[Source data]
——————————
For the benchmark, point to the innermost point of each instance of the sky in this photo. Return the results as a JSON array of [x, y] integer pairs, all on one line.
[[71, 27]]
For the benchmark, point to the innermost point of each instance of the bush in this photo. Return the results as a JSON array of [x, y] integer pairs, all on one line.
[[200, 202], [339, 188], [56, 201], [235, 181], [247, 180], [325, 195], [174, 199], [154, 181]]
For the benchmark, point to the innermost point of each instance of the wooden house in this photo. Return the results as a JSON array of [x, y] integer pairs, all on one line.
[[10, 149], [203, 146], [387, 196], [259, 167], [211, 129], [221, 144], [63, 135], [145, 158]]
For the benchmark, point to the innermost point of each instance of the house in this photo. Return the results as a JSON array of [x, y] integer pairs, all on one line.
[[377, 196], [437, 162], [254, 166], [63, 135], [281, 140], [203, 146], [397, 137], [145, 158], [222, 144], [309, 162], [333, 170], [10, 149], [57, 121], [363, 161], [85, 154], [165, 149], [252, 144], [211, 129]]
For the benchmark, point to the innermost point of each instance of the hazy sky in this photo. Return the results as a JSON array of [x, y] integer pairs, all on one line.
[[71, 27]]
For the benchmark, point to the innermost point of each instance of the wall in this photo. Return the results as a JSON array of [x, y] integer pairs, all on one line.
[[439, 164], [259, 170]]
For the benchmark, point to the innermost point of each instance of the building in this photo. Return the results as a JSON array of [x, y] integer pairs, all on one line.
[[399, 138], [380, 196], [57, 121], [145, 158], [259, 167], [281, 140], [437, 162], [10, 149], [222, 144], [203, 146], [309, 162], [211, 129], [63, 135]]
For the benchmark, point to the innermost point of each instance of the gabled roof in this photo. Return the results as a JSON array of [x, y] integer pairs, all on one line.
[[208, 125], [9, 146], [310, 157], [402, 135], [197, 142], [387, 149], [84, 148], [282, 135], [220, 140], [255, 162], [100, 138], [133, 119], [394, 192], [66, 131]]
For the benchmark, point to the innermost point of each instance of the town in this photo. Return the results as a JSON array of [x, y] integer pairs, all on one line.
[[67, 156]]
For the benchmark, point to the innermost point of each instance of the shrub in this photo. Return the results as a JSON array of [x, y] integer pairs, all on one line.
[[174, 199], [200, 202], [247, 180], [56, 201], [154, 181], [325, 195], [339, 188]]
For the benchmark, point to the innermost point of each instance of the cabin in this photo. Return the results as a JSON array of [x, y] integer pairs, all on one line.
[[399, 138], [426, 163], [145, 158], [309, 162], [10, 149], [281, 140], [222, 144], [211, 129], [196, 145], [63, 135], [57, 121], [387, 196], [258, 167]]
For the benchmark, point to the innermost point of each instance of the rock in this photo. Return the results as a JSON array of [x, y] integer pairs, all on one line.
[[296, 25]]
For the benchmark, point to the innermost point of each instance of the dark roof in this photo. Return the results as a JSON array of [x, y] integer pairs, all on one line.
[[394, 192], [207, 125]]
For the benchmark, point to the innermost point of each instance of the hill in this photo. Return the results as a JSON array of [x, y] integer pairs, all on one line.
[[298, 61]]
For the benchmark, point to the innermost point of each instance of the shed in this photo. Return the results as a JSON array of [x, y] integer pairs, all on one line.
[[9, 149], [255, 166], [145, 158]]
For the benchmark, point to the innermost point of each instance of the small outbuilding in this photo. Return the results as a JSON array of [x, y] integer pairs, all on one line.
——————————
Copy the records again from the beginning through the line containing "135], [145, 158]]", keeping the requests, and increase every coordinate in the answers by 59.

_Complete response_
For the benchmark, point to the innermost point of each instance of the sky in this photo. Return the results as a JSON array of [x, y] integer pairs, all on one line.
[[130, 86]]
For the benchmark, point to the innermost point of each instance of the bush in this photo. Return the results as a JSON array of [x, y] integer pairs, all on one line.
[[259, 261], [398, 247], [115, 260], [294, 240], [306, 239], [384, 254], [233, 258], [213, 240]]
For the benchmark, point to the innermost point of each instance of the wooden house in this photo. Return the results as a JSON array of [x, y] integer pairs, all on one line.
[[69, 208], [262, 205], [446, 255], [318, 226], [270, 188], [280, 203], [122, 194], [204, 217]]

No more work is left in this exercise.